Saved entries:
*** Begin section ***

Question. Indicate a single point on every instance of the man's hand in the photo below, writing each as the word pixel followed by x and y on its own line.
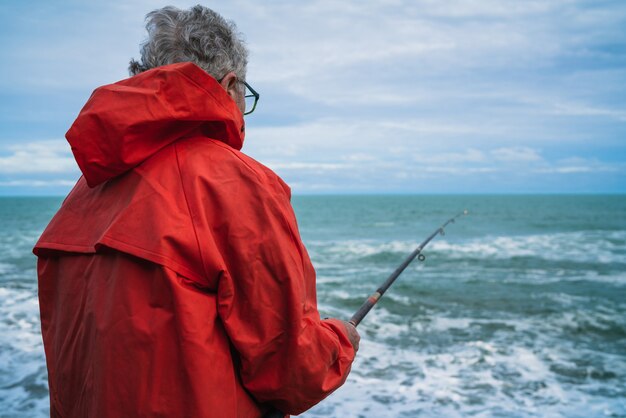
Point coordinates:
pixel 353 335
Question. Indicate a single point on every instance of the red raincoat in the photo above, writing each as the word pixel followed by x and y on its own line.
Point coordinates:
pixel 173 281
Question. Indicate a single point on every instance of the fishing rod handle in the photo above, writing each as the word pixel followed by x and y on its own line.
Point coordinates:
pixel 365 308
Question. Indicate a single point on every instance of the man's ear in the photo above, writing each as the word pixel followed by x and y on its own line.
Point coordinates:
pixel 229 82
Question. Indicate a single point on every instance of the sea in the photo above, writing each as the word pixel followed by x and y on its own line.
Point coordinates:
pixel 519 310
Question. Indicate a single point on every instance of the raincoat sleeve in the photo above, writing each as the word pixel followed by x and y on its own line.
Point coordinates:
pixel 267 302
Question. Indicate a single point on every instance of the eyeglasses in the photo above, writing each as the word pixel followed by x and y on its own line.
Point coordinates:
pixel 251 97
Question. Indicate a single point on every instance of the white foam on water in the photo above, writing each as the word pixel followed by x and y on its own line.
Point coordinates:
pixel 21 358
pixel 584 246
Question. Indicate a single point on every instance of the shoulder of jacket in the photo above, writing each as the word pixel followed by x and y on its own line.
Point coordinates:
pixel 207 156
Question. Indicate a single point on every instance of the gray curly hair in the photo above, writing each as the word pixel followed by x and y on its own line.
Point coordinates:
pixel 197 35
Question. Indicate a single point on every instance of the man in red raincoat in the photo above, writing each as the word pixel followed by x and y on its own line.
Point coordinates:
pixel 173 281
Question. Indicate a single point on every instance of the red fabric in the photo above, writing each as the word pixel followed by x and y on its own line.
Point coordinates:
pixel 173 281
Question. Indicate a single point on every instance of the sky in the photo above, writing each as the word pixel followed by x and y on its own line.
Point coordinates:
pixel 419 96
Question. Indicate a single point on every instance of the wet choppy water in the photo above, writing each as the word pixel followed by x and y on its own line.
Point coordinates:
pixel 518 311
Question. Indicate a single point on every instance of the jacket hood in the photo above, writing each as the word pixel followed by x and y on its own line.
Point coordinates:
pixel 124 123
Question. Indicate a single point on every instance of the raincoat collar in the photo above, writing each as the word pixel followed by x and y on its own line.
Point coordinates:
pixel 124 123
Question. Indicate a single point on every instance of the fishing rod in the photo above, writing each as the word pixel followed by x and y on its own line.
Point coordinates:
pixel 375 297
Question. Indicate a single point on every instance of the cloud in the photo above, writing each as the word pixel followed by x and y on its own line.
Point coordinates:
pixel 516 154
pixel 38 183
pixel 49 156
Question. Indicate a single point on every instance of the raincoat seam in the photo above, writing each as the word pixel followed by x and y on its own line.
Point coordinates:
pixel 158 255
pixel 236 153
pixel 193 224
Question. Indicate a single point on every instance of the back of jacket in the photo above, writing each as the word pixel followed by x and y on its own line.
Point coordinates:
pixel 173 281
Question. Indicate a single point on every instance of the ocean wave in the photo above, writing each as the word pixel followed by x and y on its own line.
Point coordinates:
pixel 585 246
pixel 23 378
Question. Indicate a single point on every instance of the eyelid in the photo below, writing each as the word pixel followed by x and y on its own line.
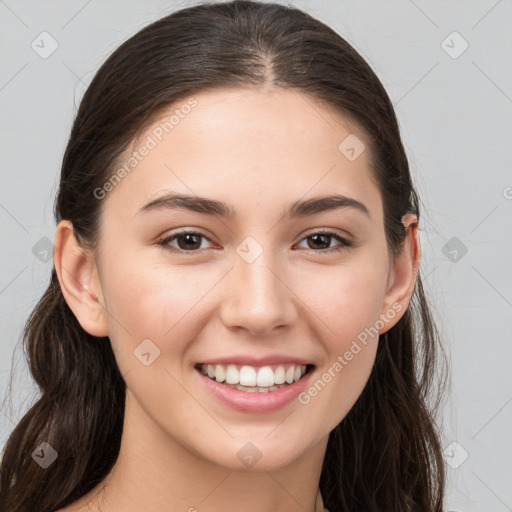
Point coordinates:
pixel 345 239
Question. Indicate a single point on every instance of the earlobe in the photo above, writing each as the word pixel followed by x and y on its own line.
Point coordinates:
pixel 404 272
pixel 79 280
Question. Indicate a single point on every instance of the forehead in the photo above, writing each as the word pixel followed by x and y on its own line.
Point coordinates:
pixel 246 145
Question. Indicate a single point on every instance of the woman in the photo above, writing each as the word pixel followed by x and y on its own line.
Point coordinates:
pixel 235 318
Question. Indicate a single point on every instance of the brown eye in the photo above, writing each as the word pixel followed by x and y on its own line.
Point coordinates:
pixel 184 242
pixel 320 242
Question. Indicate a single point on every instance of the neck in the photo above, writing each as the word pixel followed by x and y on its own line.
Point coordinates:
pixel 155 472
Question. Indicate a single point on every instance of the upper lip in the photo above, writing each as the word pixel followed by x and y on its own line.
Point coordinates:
pixel 257 361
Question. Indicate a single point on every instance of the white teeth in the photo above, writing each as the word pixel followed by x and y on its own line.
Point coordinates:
pixel 265 377
pixel 220 374
pixel 279 375
pixel 252 379
pixel 232 374
pixel 247 376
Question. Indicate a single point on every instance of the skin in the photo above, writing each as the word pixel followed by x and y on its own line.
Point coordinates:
pixel 259 151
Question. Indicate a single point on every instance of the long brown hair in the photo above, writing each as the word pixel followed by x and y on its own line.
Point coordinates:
pixel 385 455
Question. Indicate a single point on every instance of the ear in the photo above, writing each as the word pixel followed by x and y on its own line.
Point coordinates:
pixel 79 280
pixel 403 274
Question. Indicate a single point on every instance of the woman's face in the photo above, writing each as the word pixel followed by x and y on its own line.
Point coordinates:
pixel 261 287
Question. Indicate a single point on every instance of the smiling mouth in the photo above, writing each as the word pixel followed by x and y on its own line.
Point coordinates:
pixel 253 379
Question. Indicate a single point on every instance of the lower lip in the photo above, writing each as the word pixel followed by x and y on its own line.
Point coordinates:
pixel 246 401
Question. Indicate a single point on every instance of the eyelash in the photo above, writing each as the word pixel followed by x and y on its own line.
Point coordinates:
pixel 344 242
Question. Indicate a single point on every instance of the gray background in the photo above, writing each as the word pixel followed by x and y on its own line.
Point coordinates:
pixel 454 110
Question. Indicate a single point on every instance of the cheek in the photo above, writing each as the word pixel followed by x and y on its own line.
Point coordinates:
pixel 153 301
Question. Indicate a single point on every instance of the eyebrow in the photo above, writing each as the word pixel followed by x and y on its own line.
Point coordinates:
pixel 214 207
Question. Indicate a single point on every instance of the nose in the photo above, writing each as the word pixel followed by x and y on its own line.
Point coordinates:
pixel 258 297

*** End section ***

WHAT YOU WILL DO: Exact wording is required throughout: write out all the records, but no pictures.

ANSWER FOR THIS EXERCISE:
Question. Indicate a single point on every instance of the man's hand in the photo below, writing each as the word pixel followed by x and y on its own line.
Point coordinates:
pixel 353 335
Question. Indicate a single point on every instance of the red raincoat in the photo above, writing each as the word pixel followed by x and y on its own line.
Point coordinates:
pixel 173 281
Question. Indicate a single point on every instance of the fishing rod handle in the photo above, writing each as the word pixel followed by x and y on its own line.
Point coordinates:
pixel 365 308
Question. Indicate a single point on every instance of the man's ear in the photo above, writing each as the word pixel followed by x and y on its own line.
Point coordinates:
pixel 229 82
Question. Indicate a single point on every instance of the sea in the photo above, writing each as the word pixel followed by x and y on its own line.
Point coordinates:
pixel 519 310
Question. Indicate a single point on every instance of the raincoat sleeve in the photo above, writing each as the word pixel followed by x and y on its own line.
Point coordinates:
pixel 267 302
Question. Indicate a single point on every instance of the eyeglasses in the photo above, writing each as the word pixel followed by x and y on its own line.
Point coordinates:
pixel 251 97
Question. Indicate a single point on every instance of the white foam on water in the photo above, writing each as the word pixel followed by x and y on its own line.
Point coordinates:
pixel 21 358
pixel 584 246
Question. Indicate a single point on every instance of the shoulder of jacket in the photo above, writing each as the word pixel followed by x and y on its own line.
Point coordinates:
pixel 207 156
Question. Indicate a single point on every instance of the gray curly hair in the photo above, writing each as the word pixel followed by x and y on its own line.
Point coordinates:
pixel 197 35
Question. Indicate a single point on every instance of the man in red raincoat in the photo above, writing each as the word pixel followed by x and y on its own line.
Point coordinates:
pixel 173 281
Question. Indicate a single point on every instance of the red fabric in the photo above, writing each as the word pixel followed by x and y on its own line.
Point coordinates:
pixel 173 281
Question. Indicate a single point on every instance of the sky in the photo above, writing each as the word pixel followed by x and y on its own line.
Point coordinates:
pixel 419 96
Question. Indicate a single point on every instance of the wet choppy water in the photo above, writing each as the word pixel followed by x and y on its own line.
Point coordinates:
pixel 518 311
Question. Indicate a single point on every instance of the jacket hood in the photo above, writing each as the word pixel followed by x and y on its own line.
Point coordinates:
pixel 124 123
Question. Indicate a single point on every instance of the raincoat collar in the photo above, writing each as the word pixel followed by x and y on its own line.
Point coordinates:
pixel 124 123
Question. Indicate a single point on every instance of the fishing rod in the photo above, writing each as the word pixel followed by x and y on its own line.
Point coordinates:
pixel 375 297
Question. Indicate a single point on every instance of the cloud in the photo above, writing each as the word pixel followed by x and y on its own line.
Point coordinates:
pixel 516 154
pixel 38 183
pixel 49 156
Question. Indicate a single point on every instance of the raincoat seam in the photo above, writing each as the word pixel followed by x and y on its own line.
Point coordinates:
pixel 158 255
pixel 236 153
pixel 193 224
Question. Indicate a single point on every instance of the back of jacket in the photo above, writing each as the word pixel followed by x and y on its own line.
Point coordinates:
pixel 173 281
Question. Indicate a single point on every instance of the ocean wave in the photo above, writing each as the word pixel followed by x and y on its own line.
Point coordinates:
pixel 585 246
pixel 23 378
Question. Indicate a single point on every instance of the eyelid in the photo below, writing each as the word pixel followed by x and y on its own line.
Point coordinates:
pixel 345 239
Question. Indicate a single point on every instance of the earlobe in the photo above, writing each as the word pixel followed by x and y on its own line.
Point coordinates:
pixel 404 272
pixel 79 280
Question. Indicate a single point on every instance of the forehead in the photo above, writing each as the word pixel followed by x and y on its own line.
Point coordinates:
pixel 246 145
Question. Indicate a single point on every instance of the woman in the photo above, writing each as the word pixel followed by x and y on its own line.
Point coordinates:
pixel 235 318
Question. Indicate a single point on every instance of the brown eye in the photo above, writing each as the word pixel followed by x and y on its own line.
Point coordinates:
pixel 184 242
pixel 320 242
Question. Indicate a single point on every instance of the neck in the photo above, writing each as the word pixel followed by x and y on its own line.
Point coordinates:
pixel 155 472
Question. Indicate a single point on every instance of the upper lip in the photo above, writing each as the word pixel followed by x and y on its own line.
Point coordinates:
pixel 257 361
Question. Indicate a single point on every instance of the white teeth in the photo above, writing each as the word pixel followed by x and y on its own line.
Point coordinates:
pixel 265 377
pixel 220 374
pixel 279 375
pixel 252 379
pixel 232 374
pixel 247 376
Question. Indicate a single point on every instance of the skin in the photo above, writing each as the word pixel followed by x and y on its own line.
Point coordinates:
pixel 259 151
Question. Indicate a single point on every instance of the long brown hair in the photo above, writing each as the word pixel followed by x and y on its own line.
Point coordinates:
pixel 385 455
Question. Indicate a single point on every instance of the ear in the photo above, writing each as the word pixel followed by x and y on its own line.
Point coordinates:
pixel 79 280
pixel 403 274
Question. Indicate a single point on every instance of the woman's face in the photo above, writing each as the word pixel followed by x and y on its own line.
Point coordinates:
pixel 261 287
Question. Indicate a single point on every instance of the smiling mouth in the photo above, writing each as the word pixel followed by x and y on its own line.
Point coordinates:
pixel 253 379
Question. Indicate a single point on every instance of the lower lip in the photo above, writing each as the word pixel followed by x and y on its own line.
Point coordinates:
pixel 246 401
Question. Indicate a single point on every instance of the eyelash in the photo above, writing each as the word pixel followed by x and y on its own line.
Point coordinates:
pixel 344 242
Question. Indicate a single point on every instance of the gray background in the photo above, writing each as the word pixel followed by x and y on its own line.
Point coordinates:
pixel 454 110
Question. Indicate a single point on every instance of the cheek in the photo above, writing each as the word pixel followed by x and y on its own line.
Point coordinates:
pixel 153 301
Question. Indicate a single point on every instance of the eyebrow in the photo above, writing each as the word pixel followed by x and y on its own line.
Point coordinates:
pixel 214 207
Question. Indicate a single point on every instance of the nose in the photo above, writing each as the word pixel followed by x and y on its own line.
Point coordinates:
pixel 258 297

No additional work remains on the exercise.